§ **Travail demandé**
Pour chaque affirmation, répondez par oui ou par non selon qu’elle concorde avec l’extrait ci-dessous sur le livre de Bénédicte Savoy, et citez à l’identique les mots du texte qui tranchent. (a) L’ouvrage compte 16 chapitres. (b) Le FESMAN a été initié par Paulin Joachim. (c) Le deuxième chapitre porte notamment sur le Ghana et le Nigéria.

§ **Extrait de page**
»Afrikas Kampf um seine Kunst« de Bénédicte Savoy est sans aucun doute le premier livre qui contextualise la demande de restitution des pays africains. Dès les premières lignes, l’on ressent une excitation à découvrir la genèse du débat sur l’une des actualités culturelles majeures de ce début du XXIe siècle.
Dessinant l’image d’une frise chronologique, l’ouvrage se déploie sur 16 chapitres qui présentent le débat sur la restitution du patrimoine africain. La dimension chronologique est déjà introduite dès le départ dans les titres des chapitres qui les portent et dont les désignations renvoient pour certains à des articles de presse ou à des productions cinématographiques. Les antagonistes du livre sont d’ailleurs progressivement introduits dans l’intrigue et présentés de façon détaillée (leur naissance et leur parcours). Bien que s’agissant d’un document scientifique, on note un genre romanesque qui flirte par moment avec l’écriture théâtrale: chaque chapitre apparaît en effet comme un acte sur lequel tombe le rideau après la dernière scène.
Ainsi, le premier acte du drame ou de la tragédie du combat pour la restitution commence avant les indépendances africaines, pour parler des pays qui les ont acquises en 1960. Il est porté par une intelligentsia africaine consciente du rôle majeur de l’art des peuples africains pour leur développement. Au nombre de ces intellectuels, l’on retient le Dahoméen Paulin Joachim qui joue un rôle d’avant-garde lorsqu’il réclame la restitution des objets d’arts africains aux musées occidentaux et lorsqu’il prophétise les arguments qui seraient servis aux Africains pour leur dénier le droit de récupérer ce qui leur appartient de droit. Le »FESMAN«1, initié par Léopold Sédar Senghor, censé exposer à la face du monde le génie-créateur des peuples noirs, rend compte de l’impuissance des pays africains nouvellement indépendants à réclamer leurs biens dont il révèle que plus de 90 % se trouvent paradoxalement hors du continent.
Si le premier chapitre s’intéresse particulièrement au monde francophone (notamment les colonies françaises), le deuxième quant à lui concerne certaines des anciennes colonies de la Grande-Bretagne, en l’occurrence le Ghana et le Nigéria dont des citoyens (Nii Kwate Owoo, Eddie Ugbomah) s’emparent de la problématique de la restitution en investissant un médium de grande portée comme le cinéma. Leur approche interroge dans ces années, 1971–1979, la provenance des objets qui remplissent les réserves des musées européens, et déjà commence à apparaître chez ces Africains l’idée de circulation et surtout de prêts parfois »permanents« de certains des objets d’art.

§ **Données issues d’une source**
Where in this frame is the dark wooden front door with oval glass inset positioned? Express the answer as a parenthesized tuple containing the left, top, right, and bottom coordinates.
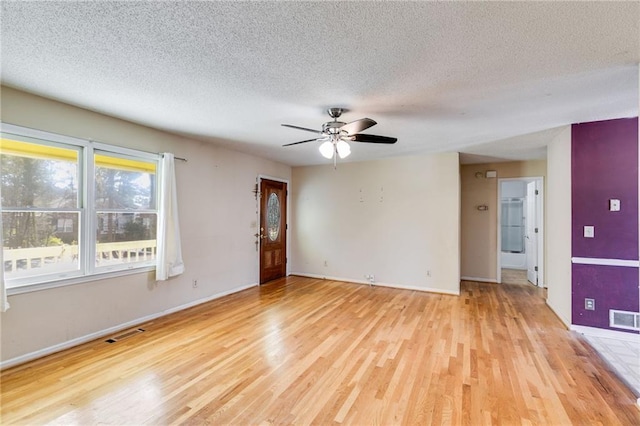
(258, 179, 287, 284)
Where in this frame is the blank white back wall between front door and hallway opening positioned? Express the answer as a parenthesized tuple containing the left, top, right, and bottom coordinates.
(291, 153, 460, 294)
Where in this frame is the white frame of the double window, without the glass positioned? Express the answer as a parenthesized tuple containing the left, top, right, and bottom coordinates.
(0, 122, 162, 295)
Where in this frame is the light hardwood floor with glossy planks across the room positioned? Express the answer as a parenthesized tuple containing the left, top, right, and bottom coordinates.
(1, 277, 640, 425)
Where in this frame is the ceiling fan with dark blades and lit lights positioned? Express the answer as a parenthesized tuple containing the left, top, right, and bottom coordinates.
(282, 108, 398, 166)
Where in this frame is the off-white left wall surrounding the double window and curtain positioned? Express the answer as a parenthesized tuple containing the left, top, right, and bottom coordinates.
(0, 87, 291, 366)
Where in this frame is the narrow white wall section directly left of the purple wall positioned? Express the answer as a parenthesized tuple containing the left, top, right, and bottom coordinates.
(545, 126, 571, 327)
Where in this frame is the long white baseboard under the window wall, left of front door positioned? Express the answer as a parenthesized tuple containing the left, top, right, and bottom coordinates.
(0, 283, 258, 370)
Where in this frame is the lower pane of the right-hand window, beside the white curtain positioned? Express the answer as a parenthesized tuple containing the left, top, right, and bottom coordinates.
(96, 212, 156, 266)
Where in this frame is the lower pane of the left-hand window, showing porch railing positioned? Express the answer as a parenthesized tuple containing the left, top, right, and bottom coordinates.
(2, 211, 80, 279)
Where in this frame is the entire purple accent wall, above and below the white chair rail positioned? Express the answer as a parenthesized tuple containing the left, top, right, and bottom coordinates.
(571, 117, 640, 331)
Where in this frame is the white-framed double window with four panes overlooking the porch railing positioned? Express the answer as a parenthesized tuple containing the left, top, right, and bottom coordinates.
(0, 124, 159, 288)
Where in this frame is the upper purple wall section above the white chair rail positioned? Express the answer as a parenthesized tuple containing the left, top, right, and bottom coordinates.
(571, 118, 638, 260)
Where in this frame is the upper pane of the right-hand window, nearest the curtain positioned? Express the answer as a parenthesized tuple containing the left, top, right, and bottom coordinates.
(95, 153, 156, 210)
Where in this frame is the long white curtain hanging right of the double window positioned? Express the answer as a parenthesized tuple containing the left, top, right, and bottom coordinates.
(156, 153, 184, 281)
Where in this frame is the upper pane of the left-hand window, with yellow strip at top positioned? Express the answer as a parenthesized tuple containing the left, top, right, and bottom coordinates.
(0, 139, 78, 209)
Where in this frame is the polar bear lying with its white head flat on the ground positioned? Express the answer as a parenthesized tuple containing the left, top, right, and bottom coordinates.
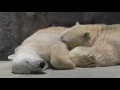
(8, 27, 78, 74)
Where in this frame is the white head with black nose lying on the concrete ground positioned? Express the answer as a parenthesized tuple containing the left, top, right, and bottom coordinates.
(8, 47, 47, 74)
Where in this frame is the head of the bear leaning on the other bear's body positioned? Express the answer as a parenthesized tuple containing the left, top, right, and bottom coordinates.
(60, 22, 90, 50)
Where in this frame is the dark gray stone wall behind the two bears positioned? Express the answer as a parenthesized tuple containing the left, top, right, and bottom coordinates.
(0, 12, 120, 60)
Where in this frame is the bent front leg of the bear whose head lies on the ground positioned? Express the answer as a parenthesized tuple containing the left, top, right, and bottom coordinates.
(50, 43, 75, 69)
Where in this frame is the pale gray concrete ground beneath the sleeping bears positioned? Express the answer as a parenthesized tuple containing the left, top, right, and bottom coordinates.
(0, 61, 120, 78)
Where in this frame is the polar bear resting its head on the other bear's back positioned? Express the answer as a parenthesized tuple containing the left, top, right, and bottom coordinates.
(61, 23, 120, 67)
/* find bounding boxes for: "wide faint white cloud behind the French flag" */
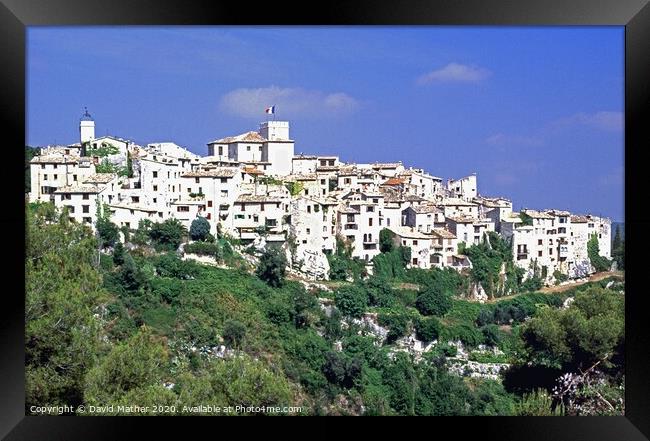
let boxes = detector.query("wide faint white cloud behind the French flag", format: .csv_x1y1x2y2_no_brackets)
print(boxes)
219,86,359,118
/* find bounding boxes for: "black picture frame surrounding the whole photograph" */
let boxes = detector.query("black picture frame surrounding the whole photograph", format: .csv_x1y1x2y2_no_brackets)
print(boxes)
0,0,650,441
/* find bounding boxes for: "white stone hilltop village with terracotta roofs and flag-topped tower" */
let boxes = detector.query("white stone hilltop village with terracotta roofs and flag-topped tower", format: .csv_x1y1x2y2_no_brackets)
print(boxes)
28,111,611,284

§ **Réponse**
(a) Oui : « l’ouvrage se déploie sur 16 chapitres ».
(b) Non : « initié par Léopold Sédar Senghor ».
(c) Oui : « le deuxième quant à lui concerne certaines des anciennes colonies de la Grande-Bretagne, en l’occurrence le Ghana et le Nigéria ».